**Task objective**
Copy all of the records below, putting "coordinate pair" in place of every occurrence of "pixel pair" and leaving everything else unchanged.

**Dataset content**

⁂

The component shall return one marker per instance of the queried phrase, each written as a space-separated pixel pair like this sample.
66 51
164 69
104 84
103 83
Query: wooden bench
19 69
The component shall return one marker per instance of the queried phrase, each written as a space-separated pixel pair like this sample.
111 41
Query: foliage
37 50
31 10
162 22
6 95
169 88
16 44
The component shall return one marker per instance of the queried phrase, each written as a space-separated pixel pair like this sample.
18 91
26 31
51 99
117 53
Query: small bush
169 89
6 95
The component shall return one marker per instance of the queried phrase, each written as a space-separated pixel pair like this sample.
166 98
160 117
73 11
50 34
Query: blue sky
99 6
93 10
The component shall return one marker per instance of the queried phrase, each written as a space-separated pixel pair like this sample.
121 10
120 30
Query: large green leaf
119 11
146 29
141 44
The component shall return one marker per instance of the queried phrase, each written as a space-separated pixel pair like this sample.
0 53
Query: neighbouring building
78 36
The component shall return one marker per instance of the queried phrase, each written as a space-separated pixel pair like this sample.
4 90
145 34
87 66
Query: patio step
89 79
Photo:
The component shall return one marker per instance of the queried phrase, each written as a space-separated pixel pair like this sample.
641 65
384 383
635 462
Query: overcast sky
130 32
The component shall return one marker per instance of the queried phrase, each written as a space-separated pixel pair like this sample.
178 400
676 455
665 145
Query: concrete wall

⁂

**Exercise output**
The component shall return one marker per instance of the queried phrase, each written as a space-separated coordinate pair like this sample.
66 51
164 69
104 84
103 83
Query: wooden bench
19 69
The component shall return one marker per instance of the queried phrase, each written as a space-separated coordinate pair like this sample.
111 41
Query: foliage
37 50
31 10
162 22
6 95
169 88
16 44
The component shall return one marker per instance of the queried phrase, each written as a space-separated coordinate pair like this sample.
18 91
26 31
51 99
117 53
Query: small bush
169 89
6 95
The component shall return one marker per instance of the queried phrase, each written as a space-separated coordinate pair like this sample.
166 98
160 117
73 11
50 34
Query: blue sky
99 6
93 10
The component shall return one marker per instance of the queried phrase, each written as a space-separated coordinate pair like this sample.
121 10
120 30
Query: large green leaf
119 11
146 29
141 44
The component shall return one marker per instance of the queried phrase, each written as a space-separated coordinate pair like this sample.
0 53
Query: neighbouring building
78 36
The component shall return one marker per instance of the queried phrase, each written as a space-separated coordinate pair like this sample.
4 90
145 34
87 66
Query: patio step
89 79
Photo:
The component shall return one marker per instance of the queried phrase, each written as a space-separated coordinate pair like this sample.
641 65
384 383
635 462
Query: overcast sky
130 32
The component shall return one marker per instance of the queried phrase, each written as a space-separated coordinate pair like this sample.
178 400
676 455
665 145
Query: concrete wall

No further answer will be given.